##### Extract to read #####
Recent data indicates that more people are paying for medical care with their credit cards. High unemployment and more expensive health care were cited as big reasons why health care consumers have pivoted towards plastic.
According to the health care analytical firm McKinsey Consulting, approximately 25% of the $294 billion of out-of-market medical care costs (usually earmarked for doctor’s visit and many prescription drug purchases) are paid for with credit cards. That’s almost $75 billion. But by 2015, McKinsey estimates, that the number will double to $150 billion.
But that’s not all. A Brandeis University consortium called The Access Project calculates that that poor and middle-class American consumers with medical debt incurred an average of $11,623 in credit card debt. Compare that to $7,964 for households with no medical debts on their credit card statements.
Okay, scary enough. So how can you avoid being a card-carrying member of that pricey group? Here are some tips.
Open a health care savings account – Health care savings accounts enable you to stash money away for medical bills on a tax-advantaged basis, and allow you to still have a high-premium health insurance package to help pay for the really big medical expenses. By stashing $50 or $100 per month in an HSA, you’ll have the money to pay for the odd check-up or trip to the doctor to address that winter flu. Credit cards are all about losing financial control while Health Savings Accounts are all about giving you financial control. Choose appropriately.
##### Material shown #####
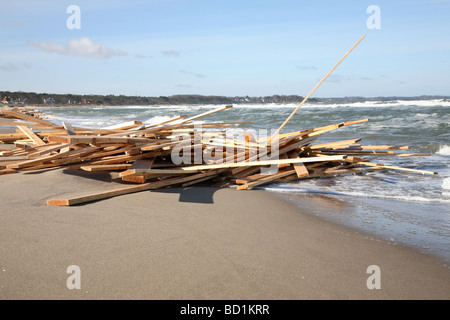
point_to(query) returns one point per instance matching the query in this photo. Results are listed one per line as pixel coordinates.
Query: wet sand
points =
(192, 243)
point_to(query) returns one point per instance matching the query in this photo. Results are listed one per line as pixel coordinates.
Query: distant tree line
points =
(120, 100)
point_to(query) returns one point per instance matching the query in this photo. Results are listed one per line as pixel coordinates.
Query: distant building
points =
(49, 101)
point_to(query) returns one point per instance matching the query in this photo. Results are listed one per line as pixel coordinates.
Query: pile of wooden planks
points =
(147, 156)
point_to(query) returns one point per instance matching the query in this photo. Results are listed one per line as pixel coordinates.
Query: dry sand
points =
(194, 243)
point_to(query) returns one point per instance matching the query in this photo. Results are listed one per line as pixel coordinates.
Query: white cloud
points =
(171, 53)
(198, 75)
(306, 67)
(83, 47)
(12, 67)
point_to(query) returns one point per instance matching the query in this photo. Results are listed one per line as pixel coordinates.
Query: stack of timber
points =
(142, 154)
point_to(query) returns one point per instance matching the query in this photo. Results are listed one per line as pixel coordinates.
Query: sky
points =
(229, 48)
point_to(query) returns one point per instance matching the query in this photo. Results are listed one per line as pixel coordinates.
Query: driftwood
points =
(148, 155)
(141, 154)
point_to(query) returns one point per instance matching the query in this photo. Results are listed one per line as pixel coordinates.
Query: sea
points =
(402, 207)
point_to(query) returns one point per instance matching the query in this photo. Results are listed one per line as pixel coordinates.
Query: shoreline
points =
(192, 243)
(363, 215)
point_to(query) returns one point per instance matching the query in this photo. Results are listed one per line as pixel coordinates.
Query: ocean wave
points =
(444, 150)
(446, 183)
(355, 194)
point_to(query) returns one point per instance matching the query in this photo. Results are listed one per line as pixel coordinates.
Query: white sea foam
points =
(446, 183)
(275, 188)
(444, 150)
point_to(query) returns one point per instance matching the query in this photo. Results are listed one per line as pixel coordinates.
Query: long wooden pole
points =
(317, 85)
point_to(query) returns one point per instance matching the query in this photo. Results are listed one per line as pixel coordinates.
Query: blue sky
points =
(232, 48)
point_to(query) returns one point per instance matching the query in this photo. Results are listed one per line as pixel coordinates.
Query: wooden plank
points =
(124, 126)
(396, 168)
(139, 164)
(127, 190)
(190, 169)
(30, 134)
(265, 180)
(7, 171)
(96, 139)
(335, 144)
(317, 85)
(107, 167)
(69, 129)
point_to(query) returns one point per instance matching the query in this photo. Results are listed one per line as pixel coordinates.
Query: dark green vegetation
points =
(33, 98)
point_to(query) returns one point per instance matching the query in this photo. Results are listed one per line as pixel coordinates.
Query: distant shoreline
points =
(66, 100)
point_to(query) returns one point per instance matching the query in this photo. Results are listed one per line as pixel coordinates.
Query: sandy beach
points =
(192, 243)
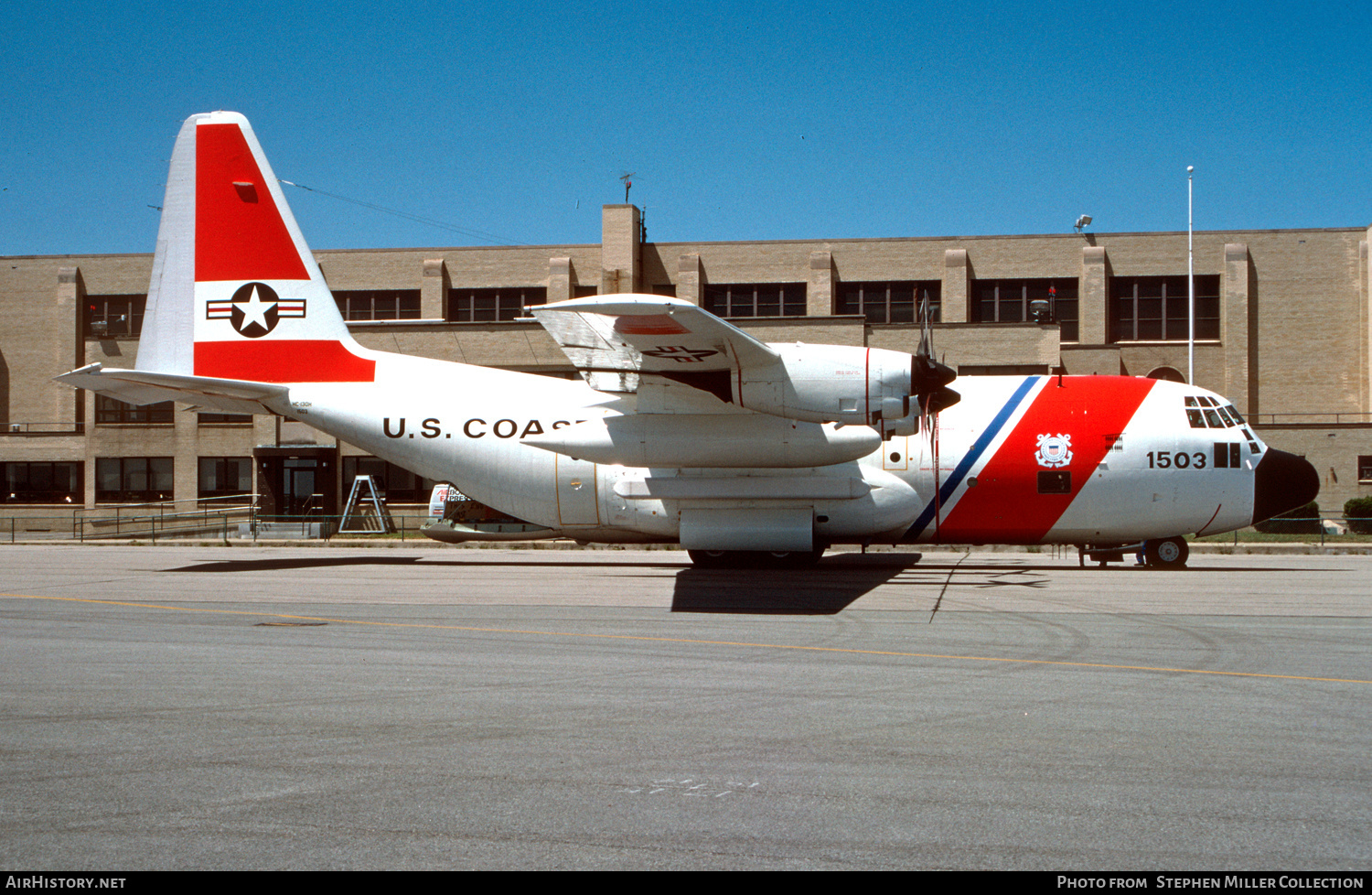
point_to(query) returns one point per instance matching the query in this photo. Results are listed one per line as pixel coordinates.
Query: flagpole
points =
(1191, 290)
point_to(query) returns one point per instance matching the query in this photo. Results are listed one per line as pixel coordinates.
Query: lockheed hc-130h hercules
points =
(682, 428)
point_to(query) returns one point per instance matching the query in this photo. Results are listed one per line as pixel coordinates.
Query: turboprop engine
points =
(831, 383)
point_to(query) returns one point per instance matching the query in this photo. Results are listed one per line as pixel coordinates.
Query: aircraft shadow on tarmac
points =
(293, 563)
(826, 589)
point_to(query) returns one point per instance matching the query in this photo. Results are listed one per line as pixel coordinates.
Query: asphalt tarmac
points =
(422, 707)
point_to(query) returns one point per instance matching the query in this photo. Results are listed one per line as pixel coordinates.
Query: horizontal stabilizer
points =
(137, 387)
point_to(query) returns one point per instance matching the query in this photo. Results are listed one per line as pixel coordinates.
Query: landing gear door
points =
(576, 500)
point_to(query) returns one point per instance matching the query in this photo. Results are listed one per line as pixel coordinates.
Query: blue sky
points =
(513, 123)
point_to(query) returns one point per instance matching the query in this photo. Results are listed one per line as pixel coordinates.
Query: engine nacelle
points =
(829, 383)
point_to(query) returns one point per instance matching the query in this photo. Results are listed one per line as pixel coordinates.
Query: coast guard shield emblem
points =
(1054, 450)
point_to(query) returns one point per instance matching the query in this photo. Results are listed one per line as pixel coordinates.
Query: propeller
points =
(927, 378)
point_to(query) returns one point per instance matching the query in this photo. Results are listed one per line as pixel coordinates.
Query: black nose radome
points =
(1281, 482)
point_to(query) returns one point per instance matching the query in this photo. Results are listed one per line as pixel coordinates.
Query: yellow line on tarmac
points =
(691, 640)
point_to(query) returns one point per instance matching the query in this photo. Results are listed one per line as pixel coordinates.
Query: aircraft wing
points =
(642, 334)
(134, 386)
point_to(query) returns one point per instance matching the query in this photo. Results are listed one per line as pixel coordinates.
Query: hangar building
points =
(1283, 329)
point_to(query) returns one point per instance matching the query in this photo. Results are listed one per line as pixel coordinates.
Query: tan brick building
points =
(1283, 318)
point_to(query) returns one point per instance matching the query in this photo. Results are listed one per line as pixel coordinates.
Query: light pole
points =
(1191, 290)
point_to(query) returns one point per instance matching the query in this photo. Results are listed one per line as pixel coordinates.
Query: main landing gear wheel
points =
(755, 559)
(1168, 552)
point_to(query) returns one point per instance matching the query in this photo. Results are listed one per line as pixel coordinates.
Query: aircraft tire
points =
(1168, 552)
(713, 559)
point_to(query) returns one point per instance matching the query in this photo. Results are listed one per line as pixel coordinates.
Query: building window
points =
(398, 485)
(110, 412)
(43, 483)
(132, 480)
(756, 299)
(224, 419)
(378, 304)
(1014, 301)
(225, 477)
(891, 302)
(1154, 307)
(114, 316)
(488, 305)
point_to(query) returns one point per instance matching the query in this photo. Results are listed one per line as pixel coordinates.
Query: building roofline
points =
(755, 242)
#####
- [Instructions to follow]: In the article on paying for medical care with credit cards, rewrite the passage starting with "Recent data indicates" and going on through "credit card statements.", using "credit" in place of "plastic".

- [Output below]:
Recent data indicates that more people are paying for medical care with their credit cards. High unemployment and more expensive health care were cited as big reasons why health care consumers have pivoted towards credit.
According to the health care analytical firm McKinsey Consulting, approximately 25% of the $294 billion of out-of-market medical care costs (usually earmarked for doctor’s visit and many prescription drug purchases) are paid for with credit cards. That’s almost $75 billion. But by 2015, McKinsey estimates, that the number will double to $150 billion.
But that’s not all. A Brandeis University consortium called The Access Project calculates that that poor and middle-class American consumers with medical debt incurred an average of $11,623 in credit card debt. Compare that to $7,964 for households with no medical debts on their credit card statements.